- [Extract provided]
Warning: This is a pretty personally revelatory post. Please read with kindness. Makes me a bit nervous to open up on the web like this.
I got away from home tonight and went to Qdoba Grill. There I had a very large and tasty quesadilla and some chips, and chatted with a friendly assistant manager named Bob, who came from Texas and was in a bit of awe at the cold and snow we have in Michigan. (I guess Texans are outgoing and friendly like that, or something.) When I’d eaten as much as I could eat of the big meal, I sat and wrote for a while, stuff in my very-occasionally-used Moleskine notebook (“hipster PDA”). I wrote quite a lot. I’d been thinking a lot. Lots of things I’d like to write about in detail; may or may not ever do so, about the strange turns my thought has taken over the past few years.
But this is the bit I wanted to talk about. Kinda personal. A couple weeks ago it came up in a conversation within the family that I was extraordinarily optimistic and full of hope. Unusual for me. I’d been thinking a lot about work, and how I don’t really think I want to be working as an employee, for a company, forever, about how I want to find ways to make money in a context where I have no boss, and I’m working for clients, not a boss. I’d seen some posts at StevePavlina.com linked to from Reddit, and had read some of his stuff about money. I’d signed up for Chitika.com and put ads on the site and was amazed to see actual money coming in. I was working on some art for Matt Wilson and he’d just paid me very promptly for a few pieces. My wife and I were a bit worried about money (due to a miscalculation, it turned out) but I was full of hope anyway. I joked that the new antidepressant I was on must be very potent.

- [Raw data]

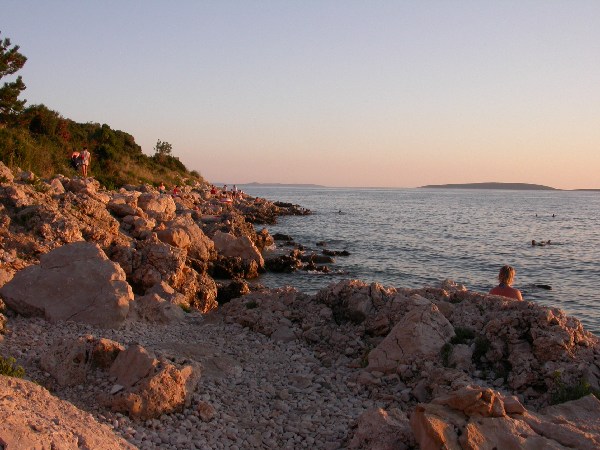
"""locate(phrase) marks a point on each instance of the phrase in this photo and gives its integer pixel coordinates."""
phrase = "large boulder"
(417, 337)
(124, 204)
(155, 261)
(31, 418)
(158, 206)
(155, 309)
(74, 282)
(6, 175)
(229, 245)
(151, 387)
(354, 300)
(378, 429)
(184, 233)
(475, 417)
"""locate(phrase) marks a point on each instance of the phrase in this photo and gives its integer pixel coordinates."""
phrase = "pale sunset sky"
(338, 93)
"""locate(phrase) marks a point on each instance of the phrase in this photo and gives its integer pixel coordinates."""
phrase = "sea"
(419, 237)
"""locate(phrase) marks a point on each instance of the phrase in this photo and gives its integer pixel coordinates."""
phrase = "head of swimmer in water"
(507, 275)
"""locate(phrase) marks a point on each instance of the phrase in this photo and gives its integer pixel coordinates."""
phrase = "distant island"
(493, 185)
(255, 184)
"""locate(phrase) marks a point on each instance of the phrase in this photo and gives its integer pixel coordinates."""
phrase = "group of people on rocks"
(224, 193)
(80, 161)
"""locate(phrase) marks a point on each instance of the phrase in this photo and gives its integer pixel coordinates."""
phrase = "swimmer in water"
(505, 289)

- [Challenges]
a - Transcribe everything in the blog post above from "Warning: This is" down to "past few years.".
b - Summarize the blog post above in two sentences.

- [Solutions]
a -
Warning: This is a pretty personally revelatory post. Please read with kindness. Makes me a bit nervous to open up on the web like this.
I got away from home tonight and went to Qdoba Grill. There I had a very large and tasty quesadilla and some chips, and chatted with a friendly assistant manager named Bob, who came from Texas and was in a bit of awe at the cold and snow we have in Michigan. (I guess Texans are outgoing and friendly like that, or something.) When I’d eaten as much as I could eat of the big meal, I sat and wrote for a while, stuff in my very-occasionally-used Moleskine notebook (“hipster PDA”). I wrote quite a lot. I’d been thinking a lot. Lots of things I’d like to write about in detail; may or may not ever do so, about the strange turns my thought has taken over the past few years.

b - The writer describes getting away from home to Qdoba Grill, eating a large quesadilla, chatting with a friendly assistant manager from Texas named Bob, and then writing at length in a Moleskine notebook. The writer also recounts having been unusually optimistic a couple of weeks earlier: thinking about working for clients instead of a boss, seeing money come in from Chitika ads, and being paid promptly for art for Matt Wilson, all while remaining hopeful despite some worry about money.